(TEXTO DE ORIGEN):
------------------------
Ya en su tiempo los fariseos eran un grupo que presionaba en la sociedad judía, podría decirse que eran fuertes activistas del ioudaismós, capaces incluso de llevar a la muerte a los disidentes como Esteban. Cuando escribió a los cristianos de Galacia, Pablo confesó haber sido un  fariseo celoso que… «en el judaísmo aventajaba a muchos de mis contemporáneos en mi nación, siendo mucho más celoso de las tradiciones de mis antepasados» (Gálatas 1: 14).

Naturalmente, algunos judíos descontentos con la ocupación romana y la administración corrupta del Templo se volvían hacia los predicadores como Juan el Bautista, o integraban movimientos pacifistas como la secta esenia, otros más exaltados integraban el movimiento quasi terrorista de los zelotes… algunos escuchaban y se adherían al Camino abierto por Jesús de Nazaret, pero otros optaban por el ala radical religiosa del fariseismo, estos últimos estaban convencidos de que su fidelidad a la Torá y a las normas de purificación ritual acelerarían la irrupción del Reino Mesiánico liberando a Jerusalén de la opresión. El problema estribaba en que la llegada del Reino se veía entorpecida, si no retardada, no por los gentiles sino precisamente por aquellos mismos judíos disidentes que «colaboraban» a retrasar su irrupción con su escaso respeto por la Torá y el Templo.
------------------------
(FILAS PROPORCIONADAS):
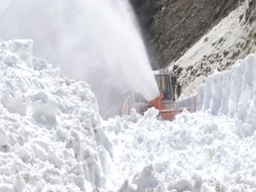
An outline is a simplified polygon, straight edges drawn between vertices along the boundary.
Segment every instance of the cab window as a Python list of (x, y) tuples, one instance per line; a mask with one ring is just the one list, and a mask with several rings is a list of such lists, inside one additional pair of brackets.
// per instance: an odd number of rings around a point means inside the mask
[(158, 89), (163, 95), (164, 99), (170, 99), (172, 98), (172, 93), (169, 76), (166, 75), (156, 76), (155, 79)]

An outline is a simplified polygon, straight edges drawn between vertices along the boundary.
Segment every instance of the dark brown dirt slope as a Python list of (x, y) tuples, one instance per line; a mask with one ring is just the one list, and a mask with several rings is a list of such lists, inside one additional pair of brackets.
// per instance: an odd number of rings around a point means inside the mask
[(130, 0), (154, 69), (181, 56), (244, 0)]

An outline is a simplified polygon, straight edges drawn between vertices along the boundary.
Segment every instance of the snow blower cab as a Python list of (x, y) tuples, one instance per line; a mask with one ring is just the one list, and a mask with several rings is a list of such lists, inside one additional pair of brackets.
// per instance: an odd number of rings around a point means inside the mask
[[(180, 95), (180, 87), (177, 87), (176, 77), (166, 69), (154, 71), (155, 79), (160, 91), (159, 96), (152, 101), (147, 101), (139, 93), (129, 91), (122, 108), (123, 115), (129, 115), (134, 108), (141, 114), (149, 108), (154, 107), (159, 111), (163, 120), (173, 120), (183, 109), (177, 109), (175, 101)], [(180, 88), (178, 89), (177, 88)], [(189, 111), (189, 109), (188, 109)]]

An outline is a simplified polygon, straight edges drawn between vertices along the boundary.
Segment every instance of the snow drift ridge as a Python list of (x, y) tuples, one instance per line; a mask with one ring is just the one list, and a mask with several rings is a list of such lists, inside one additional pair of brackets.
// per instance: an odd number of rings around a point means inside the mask
[(178, 106), (238, 118), (240, 123), (250, 127), (250, 135), (256, 130), (255, 54), (239, 60), (229, 71), (215, 71), (205, 78), (196, 91), (192, 95), (183, 96), (177, 101)]

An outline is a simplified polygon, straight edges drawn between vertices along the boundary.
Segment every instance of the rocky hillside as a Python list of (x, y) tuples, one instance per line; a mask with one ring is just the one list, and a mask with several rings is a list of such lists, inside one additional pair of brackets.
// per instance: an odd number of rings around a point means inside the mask
[(130, 0), (157, 69), (180, 58), (244, 0)]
------------------------
(EJERCICIOS PROPUESTOS):
[1] Según el pasaje sobre los fariseos, ¿en qué movimiento pacifista se integraban algunos judíos descontentos?
[2] Devuelve sin cambios el fragmento del pasaje sobre los fariseos que va desde "Naturalmente, algunos judíos" hasta "y el Templo.", ambos incluidos.
Las filas no intervienen en nada de esto.

(RESULTADOS OBTENIDOS):
[1] En la secta esenia.

[2]
Naturalmente, algunos judíos descontentos con la ocupación romana y la administración corrupta del Templo se volvían hacia los predicadores como Juan el Bautista, o integraban movimientos pacifistas como la secta esenia, otros más exaltados integraban el movimiento quasi terrorista de los zelotes… algunos escuchaban y se adherían al Camino abierto por Jesús de Nazaret, pero otros optaban por el ala radical religiosa del fariseismo, estos últimos estaban convencidos de que su fidelidad a la Torá y a las normas de purificación ritual acelerarían la irrupción del Reino Mesiánico liberando a Jerusalén de la opresión. El problema estribaba en que la llegada del Reino se veía entorpecida, si no retardada, no por los gentiles sino precisamente por aquellos mismos judíos disidentes que «colaboraban» a retrasar su irrupción con su escaso respeto por la Torá y el Templo.